- [Given text]
Perhaps, just maybe we can stop pretending they are “other” and their talents are stealing the goodies from the strapping, healthy taste makers.

 

I’ve Got a Secret

I take inventories of my head, patrolling it, though I’m no cop. There are ugly notions inside me and “Holy Gilles DeLeuze Batman!” they’re slick, fast as minnows—my scrutinizer can hardly catch them, though sometimes I capture one old, clotted, loathsome, prejudicial idee fixe and raise it to the light.

Recently I watched a vintage TV game show—“I’ve Got a Secret” from 1961. I remembered the damned thing though I was six when the program first aired. I watched it for twenty minutes. It was benign and faintly amusing. A homely “not ready for prime time” contestant appeared and whispered her secret to Garry Moore the emcee while the audience saw it on screen. Panelists then tried to ferret out the secret by asking yes or no questions. Tame enough.

Suddenly I was awash in sadness—clobbered by it. You might think I was victimized by middle class white American nostalgia but that wasn’t it. I wasn’t sorry for lost innocence, either my own or the nation’s. It was my ugliness I saw.

I liked that world of Cleanliness capital “C”—the witty panelists and TV host resembling urbane cocktail guests, not a mean drunk in the lot. I felt my own affection for banality. I couldn’t blink it away. I liked the sanitized, irreproachable steadfastness of TV Land.

It was bad news. The Head Patrol had returned to base with a culprit in tow—my starchy, middle brow affection like a shoplifter arrested British style, his hands cuffed in front since he’s not that dangerous.

How to blink this away? Is it plausible I’ve no nuance or scruple? I genuinely liked the cheap TV studio and the clubby, ambient aura of normalcy, everyone wearing his or her Sunday best. I loved it that the secrets weren’t lurid. Understanding how much I liked “I’ve Got a Secret” was a train wreck for my sense of irony and discernment. It pleased me immensely that the first contestant was the only female “plasterer” in the United States.

When partaking of nostalgia television it’s easy to say “those were the days” without a moue of disgust. Even the most detestable treacle seems innocent—Ozzie and Harriet; Father Knows Best—or the happy vulgarity of a live dancer selling deodorant.

- [Dataset excerpt]

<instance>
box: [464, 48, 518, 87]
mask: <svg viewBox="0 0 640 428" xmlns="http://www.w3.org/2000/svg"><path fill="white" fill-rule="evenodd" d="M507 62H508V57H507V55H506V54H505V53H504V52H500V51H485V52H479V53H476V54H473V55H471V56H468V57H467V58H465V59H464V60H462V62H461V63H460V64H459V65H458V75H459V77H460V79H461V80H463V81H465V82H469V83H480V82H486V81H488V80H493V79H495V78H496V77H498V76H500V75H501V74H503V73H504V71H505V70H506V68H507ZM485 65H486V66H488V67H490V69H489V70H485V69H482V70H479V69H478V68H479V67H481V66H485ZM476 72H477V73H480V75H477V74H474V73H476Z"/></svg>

- [To do] Transcribe the passage above about the game show "I've Got a Secret" word for word, beginning at the words "Suddenly I was" and stopping after "not that dangerous.".

- [Response area]
Suddenly I was awash in sadness—clobbered by it. You might think I was victimized by middle class white American nostalgia but that wasn’t it. I wasn’t sorry for lost innocence, either my own or the nation’s. It was my ugliness I saw.

I liked that world of Cleanliness capital “C”—the witty panelists and TV host resembling urbane cocktail guests, not a mean drunk in the lot. I felt my own affection for banality. I couldn’t blink it away. I liked the sanitized, irreproachable steadfastness of TV Land.

It was bad news. The Head Patrol had returned to base with a culprit in tow—my starchy, middle brow affection like a shoplifter arrested British style, his hands cuffed in front since he’s not that dangerous.